### Document segment
Re: tape filling algorithm? (flush, or dump)

2002-11-21 Thread Deb Baddorf


>>>On Wed, Nov 20, 2002 at 01:47:50PM -0600, Deb Baddorf wrote:
 What kind of optimiaztion does amanda use while flushing
 dumps to tape?

>>>There is no optimazation, first in, first out.
>>>That's a need feature.
>>>
>>>Jean-Louis



Here's a basic algorithm  (in pseudo-code).
Is this useful to somebody who is already working on this code?
Or should I attempt to fit it into the actual   taper  code myself?

Deb Baddorf

=
This *should*  handle both the FLUSH case  (all data is available from
the start)   and the on-going AMDUMP case  (data is added as we go).
I may notice more errors but I think I got them all.

To "grok"  the basic algorithm  (ridiculously simple)   ignore
or white out the  "SPIN"  paragraphs which wait for more data to
arrive.
===

stuff = collection of items to be put into knapsack.
   Dumpfiles in this case (includes tarfiles too)
Stuff is probably a doubly(?) linked list.  Operations required:
status = insert(item)
status = remove(ptr)  or maybe remove(item)
ptr = get_largest()
#boolean = is_empty()
boolean = has_data() #opposite sense to   is_empty()
boolean = more_coming()  #somebody elsewhere needs to tell us when no more 
dumps are coming down the pipe

item
number = size(item)
ptr = get_next_smaller()# return item next smaller than self
 (maybe should be a function of the COLLECTION instead of the item, 
for project OO code)
next_ptr #if you use a doubly linked list
prev_ptr #if you use a doubly linked list
string = get_name(item)   ??  for the index,  or some such.  Maybe for 
error message when dump won't fit.

knapsack#(or,  tape!)
number = size_remaining()
status = add(item) # responsible to DELETE from holding disk after 
successful  & from COLLECTION above
make_full()# decree it "full"  when no available items can fit 
in the remaining space
boolean = has_space()# is not yet full


bunch-o-knapsacks   #(or,  how many tapes are available?)
ptr = gimme_one()
boolean = is_more()
==

PACK_ALL_STUFF   #i.e.  start taping
{
mystuff = new stuff()   # filled somewhere else, or here, but before 
algorithm below
allsacks = new bunch-o-knapsacks()  #number comes from   RUNTAPES parameter

yada yada yada
maybe twiddle thumbs till significant data arrives, if holding disk allows


while ( allsacks.is_more()   # stop when we run out of sacks (tapes)

Source records:

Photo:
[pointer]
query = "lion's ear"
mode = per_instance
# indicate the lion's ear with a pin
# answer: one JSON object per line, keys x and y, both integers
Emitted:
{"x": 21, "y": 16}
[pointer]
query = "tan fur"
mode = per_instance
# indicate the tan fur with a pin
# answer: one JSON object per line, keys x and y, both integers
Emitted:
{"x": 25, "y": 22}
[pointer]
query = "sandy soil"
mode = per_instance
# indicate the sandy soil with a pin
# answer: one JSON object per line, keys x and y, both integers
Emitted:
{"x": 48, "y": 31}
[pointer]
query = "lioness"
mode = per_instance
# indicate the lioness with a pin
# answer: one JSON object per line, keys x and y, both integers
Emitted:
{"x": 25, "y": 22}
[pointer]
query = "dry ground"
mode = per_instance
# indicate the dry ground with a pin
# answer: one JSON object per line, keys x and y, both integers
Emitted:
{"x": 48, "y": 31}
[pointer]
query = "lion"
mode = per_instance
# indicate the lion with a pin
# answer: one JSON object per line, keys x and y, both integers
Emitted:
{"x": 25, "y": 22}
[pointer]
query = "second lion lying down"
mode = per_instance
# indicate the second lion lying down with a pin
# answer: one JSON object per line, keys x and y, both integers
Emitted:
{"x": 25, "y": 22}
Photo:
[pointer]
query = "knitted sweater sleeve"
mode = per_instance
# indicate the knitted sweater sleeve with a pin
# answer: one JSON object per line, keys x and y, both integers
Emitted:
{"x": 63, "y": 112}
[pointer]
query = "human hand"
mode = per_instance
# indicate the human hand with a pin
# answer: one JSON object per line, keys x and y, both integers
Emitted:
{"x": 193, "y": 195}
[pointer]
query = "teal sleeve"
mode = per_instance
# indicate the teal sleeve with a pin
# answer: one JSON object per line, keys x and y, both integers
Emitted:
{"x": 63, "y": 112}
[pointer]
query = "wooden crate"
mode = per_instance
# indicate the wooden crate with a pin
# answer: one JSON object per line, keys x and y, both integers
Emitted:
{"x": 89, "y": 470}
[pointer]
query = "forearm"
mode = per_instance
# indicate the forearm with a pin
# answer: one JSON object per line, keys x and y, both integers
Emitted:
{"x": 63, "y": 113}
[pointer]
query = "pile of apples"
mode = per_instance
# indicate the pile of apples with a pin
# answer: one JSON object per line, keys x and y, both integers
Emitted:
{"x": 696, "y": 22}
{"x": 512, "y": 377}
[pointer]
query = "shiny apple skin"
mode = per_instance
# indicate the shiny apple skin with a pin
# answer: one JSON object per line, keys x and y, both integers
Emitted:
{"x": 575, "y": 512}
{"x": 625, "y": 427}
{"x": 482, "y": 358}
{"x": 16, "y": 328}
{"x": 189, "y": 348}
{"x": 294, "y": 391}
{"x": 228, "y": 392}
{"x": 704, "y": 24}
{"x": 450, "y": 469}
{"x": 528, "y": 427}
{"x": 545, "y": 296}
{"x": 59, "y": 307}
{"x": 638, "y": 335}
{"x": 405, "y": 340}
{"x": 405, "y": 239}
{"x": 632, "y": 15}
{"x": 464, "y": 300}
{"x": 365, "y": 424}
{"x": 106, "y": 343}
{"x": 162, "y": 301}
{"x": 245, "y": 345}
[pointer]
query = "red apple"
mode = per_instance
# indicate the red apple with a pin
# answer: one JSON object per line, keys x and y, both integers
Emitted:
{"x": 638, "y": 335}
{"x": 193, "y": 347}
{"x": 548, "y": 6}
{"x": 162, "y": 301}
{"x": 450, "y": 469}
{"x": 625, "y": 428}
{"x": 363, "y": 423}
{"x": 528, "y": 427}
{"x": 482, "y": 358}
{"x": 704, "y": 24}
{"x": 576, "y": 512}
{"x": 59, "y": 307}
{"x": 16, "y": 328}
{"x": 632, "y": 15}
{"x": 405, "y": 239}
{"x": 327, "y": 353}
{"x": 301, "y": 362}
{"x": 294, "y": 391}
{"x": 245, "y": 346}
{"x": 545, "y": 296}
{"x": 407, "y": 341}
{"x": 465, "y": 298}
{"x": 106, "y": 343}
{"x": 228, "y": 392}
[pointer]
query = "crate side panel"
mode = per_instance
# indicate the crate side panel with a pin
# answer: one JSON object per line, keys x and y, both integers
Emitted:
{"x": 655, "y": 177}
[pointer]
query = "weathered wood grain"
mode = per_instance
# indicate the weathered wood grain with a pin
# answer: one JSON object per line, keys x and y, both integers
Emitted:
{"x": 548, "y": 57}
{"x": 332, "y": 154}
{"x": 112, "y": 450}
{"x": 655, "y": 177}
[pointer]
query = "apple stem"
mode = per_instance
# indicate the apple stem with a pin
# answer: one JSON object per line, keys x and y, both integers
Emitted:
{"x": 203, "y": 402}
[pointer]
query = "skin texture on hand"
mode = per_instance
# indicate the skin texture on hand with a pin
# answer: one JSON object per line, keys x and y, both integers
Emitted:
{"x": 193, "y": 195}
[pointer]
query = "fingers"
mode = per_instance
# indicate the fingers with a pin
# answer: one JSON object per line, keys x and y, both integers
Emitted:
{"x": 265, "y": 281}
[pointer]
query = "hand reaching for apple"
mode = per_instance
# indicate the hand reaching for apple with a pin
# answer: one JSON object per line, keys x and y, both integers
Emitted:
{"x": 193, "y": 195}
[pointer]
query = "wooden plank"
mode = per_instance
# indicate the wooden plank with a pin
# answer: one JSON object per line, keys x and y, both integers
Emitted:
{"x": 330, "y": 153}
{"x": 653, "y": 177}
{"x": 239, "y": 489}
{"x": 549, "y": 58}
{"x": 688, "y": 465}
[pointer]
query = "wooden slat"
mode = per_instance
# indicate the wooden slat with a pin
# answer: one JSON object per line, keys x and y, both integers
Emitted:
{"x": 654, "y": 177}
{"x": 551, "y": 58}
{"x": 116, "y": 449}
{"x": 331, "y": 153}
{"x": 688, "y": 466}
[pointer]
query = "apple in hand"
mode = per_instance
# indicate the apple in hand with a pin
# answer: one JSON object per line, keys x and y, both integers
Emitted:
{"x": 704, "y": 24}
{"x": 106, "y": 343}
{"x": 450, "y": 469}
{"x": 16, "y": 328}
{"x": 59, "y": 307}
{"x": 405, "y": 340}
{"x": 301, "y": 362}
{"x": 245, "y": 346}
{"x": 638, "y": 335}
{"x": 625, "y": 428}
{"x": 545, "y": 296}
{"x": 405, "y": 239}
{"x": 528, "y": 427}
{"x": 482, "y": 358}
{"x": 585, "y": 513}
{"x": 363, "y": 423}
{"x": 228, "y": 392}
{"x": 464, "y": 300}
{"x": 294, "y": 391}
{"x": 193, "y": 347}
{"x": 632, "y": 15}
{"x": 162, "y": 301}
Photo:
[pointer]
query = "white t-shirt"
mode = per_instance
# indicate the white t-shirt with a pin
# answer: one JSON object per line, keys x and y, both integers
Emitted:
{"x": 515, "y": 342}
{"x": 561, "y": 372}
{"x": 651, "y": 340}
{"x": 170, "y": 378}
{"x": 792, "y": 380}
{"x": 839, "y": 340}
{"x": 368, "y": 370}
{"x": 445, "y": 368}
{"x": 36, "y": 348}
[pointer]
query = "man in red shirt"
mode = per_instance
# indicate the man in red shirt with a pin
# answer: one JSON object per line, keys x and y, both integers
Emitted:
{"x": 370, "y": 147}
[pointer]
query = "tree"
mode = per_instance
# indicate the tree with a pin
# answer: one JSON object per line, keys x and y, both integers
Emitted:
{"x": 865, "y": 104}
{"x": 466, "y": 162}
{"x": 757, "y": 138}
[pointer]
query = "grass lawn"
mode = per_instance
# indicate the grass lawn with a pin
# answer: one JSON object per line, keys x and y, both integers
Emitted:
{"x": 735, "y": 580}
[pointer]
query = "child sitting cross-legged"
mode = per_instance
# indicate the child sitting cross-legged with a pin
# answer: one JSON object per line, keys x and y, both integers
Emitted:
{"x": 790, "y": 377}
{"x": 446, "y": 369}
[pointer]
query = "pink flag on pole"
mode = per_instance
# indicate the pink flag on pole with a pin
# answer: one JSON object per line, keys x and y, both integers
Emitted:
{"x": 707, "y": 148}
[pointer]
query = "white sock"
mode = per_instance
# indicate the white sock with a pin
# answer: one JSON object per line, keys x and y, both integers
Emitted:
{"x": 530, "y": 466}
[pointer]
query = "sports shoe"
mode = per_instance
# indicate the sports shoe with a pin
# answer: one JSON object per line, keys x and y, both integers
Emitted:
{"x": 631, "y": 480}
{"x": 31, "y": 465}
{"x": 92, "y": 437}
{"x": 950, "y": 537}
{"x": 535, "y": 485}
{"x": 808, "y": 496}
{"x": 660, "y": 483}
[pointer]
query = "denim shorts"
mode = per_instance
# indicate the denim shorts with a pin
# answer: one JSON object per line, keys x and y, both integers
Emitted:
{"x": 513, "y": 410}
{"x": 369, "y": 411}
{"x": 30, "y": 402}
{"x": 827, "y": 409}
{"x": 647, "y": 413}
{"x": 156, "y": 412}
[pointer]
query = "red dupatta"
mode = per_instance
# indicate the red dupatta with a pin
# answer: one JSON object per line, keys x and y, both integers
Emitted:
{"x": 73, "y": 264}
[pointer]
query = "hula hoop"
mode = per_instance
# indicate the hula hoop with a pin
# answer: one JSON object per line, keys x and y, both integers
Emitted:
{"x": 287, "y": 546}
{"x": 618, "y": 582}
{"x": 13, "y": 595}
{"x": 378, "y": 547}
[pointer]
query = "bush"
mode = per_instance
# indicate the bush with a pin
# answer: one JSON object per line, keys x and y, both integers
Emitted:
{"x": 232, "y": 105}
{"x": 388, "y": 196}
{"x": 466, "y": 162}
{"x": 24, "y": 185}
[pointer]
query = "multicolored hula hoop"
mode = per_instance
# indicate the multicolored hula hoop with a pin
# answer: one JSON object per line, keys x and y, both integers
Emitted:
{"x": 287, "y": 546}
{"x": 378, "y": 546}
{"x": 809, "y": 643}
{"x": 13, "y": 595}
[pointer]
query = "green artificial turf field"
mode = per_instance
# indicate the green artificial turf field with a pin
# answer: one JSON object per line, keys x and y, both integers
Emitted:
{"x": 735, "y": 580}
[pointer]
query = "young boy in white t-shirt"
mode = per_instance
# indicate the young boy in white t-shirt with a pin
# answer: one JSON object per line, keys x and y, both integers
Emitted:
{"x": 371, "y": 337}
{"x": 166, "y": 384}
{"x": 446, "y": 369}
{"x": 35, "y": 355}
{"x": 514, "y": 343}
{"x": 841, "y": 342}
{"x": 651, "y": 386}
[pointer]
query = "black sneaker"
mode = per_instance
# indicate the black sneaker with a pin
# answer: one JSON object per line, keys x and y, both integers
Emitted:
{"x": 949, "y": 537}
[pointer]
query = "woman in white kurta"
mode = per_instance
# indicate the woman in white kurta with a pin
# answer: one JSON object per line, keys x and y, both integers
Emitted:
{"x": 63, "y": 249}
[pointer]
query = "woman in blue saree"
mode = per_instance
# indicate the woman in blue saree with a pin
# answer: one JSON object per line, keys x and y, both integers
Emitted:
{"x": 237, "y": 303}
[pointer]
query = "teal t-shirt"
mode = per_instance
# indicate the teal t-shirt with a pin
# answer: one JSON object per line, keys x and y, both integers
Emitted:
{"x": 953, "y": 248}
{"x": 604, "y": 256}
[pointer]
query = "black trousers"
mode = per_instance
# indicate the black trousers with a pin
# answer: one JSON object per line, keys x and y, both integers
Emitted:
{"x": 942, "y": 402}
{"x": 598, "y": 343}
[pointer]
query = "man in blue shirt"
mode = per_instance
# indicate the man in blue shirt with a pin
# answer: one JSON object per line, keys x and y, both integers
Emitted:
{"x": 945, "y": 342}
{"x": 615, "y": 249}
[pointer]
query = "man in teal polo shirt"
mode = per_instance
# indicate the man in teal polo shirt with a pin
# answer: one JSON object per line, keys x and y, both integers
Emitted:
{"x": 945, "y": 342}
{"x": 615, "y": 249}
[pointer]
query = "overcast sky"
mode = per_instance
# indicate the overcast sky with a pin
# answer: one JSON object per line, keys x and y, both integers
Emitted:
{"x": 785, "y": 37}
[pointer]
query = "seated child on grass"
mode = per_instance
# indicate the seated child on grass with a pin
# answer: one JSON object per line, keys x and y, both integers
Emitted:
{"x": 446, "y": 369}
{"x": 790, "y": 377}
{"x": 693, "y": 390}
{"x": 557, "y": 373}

### Exercise instructions
(1) In the tape-filling thread, what ordering does amanda use when flushing dumps to tape?
(2) Update a passage of the tape-filling thread: begin at the words "Dumpfiles in this" and stop after "or maybe remove(item)". Put "Backup files" in place of "Dumpfiles".
None of the source records is needed here.

### Expected responses
(1) None; it uses first in, first out, with no optimization.

(2)
Backup files in this case (includes tarfiles too)
Stuff is probably a doubly(?) linked list.  Operations required:
status = insert(item)
status = remove(ptr)  or maybe remove(item)